Rewrite the entries from the line that contains "on the wooden" through the end of the entries, changing "wooden plank" to "wooden board" and leaving everything else unchanged.

Entries from a dataset:

------------

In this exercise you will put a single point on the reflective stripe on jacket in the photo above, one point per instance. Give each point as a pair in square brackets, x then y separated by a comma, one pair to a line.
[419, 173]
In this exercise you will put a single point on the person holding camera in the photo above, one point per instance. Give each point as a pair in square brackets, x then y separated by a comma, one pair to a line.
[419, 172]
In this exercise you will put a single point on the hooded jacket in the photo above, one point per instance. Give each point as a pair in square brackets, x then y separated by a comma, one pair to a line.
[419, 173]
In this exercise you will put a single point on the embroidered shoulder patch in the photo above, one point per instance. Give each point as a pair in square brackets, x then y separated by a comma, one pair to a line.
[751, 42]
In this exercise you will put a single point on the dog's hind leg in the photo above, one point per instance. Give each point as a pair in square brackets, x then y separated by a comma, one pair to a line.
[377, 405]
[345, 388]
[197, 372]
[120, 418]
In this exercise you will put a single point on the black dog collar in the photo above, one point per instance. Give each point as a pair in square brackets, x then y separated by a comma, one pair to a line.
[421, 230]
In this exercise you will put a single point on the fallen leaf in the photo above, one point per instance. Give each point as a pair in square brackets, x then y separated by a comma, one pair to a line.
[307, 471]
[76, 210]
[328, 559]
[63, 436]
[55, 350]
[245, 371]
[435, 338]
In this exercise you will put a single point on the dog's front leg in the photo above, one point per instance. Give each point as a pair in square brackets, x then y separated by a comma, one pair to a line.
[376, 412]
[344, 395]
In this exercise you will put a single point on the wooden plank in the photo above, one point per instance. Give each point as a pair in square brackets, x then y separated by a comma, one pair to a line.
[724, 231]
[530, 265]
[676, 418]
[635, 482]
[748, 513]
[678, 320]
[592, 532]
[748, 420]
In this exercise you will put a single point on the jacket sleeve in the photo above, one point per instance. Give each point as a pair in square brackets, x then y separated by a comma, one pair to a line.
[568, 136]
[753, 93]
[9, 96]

------------

§ ANSWER IN FULL:
In this exercise you will put a single point on the wooden board in the photo above, one point per instance. Give each point as a pair in square brackets, x then y separated by a comma, one pair to a line.
[724, 231]
[530, 265]
[676, 418]
[635, 482]
[748, 513]
[678, 320]
[592, 532]
[748, 420]
In this exercise you will put a single point on the jacket sleeve in the photo above, one point per instance. Give each point as a pair in square brackets, x then y separated by a comma, one pair to a line.
[568, 136]
[753, 93]
[9, 96]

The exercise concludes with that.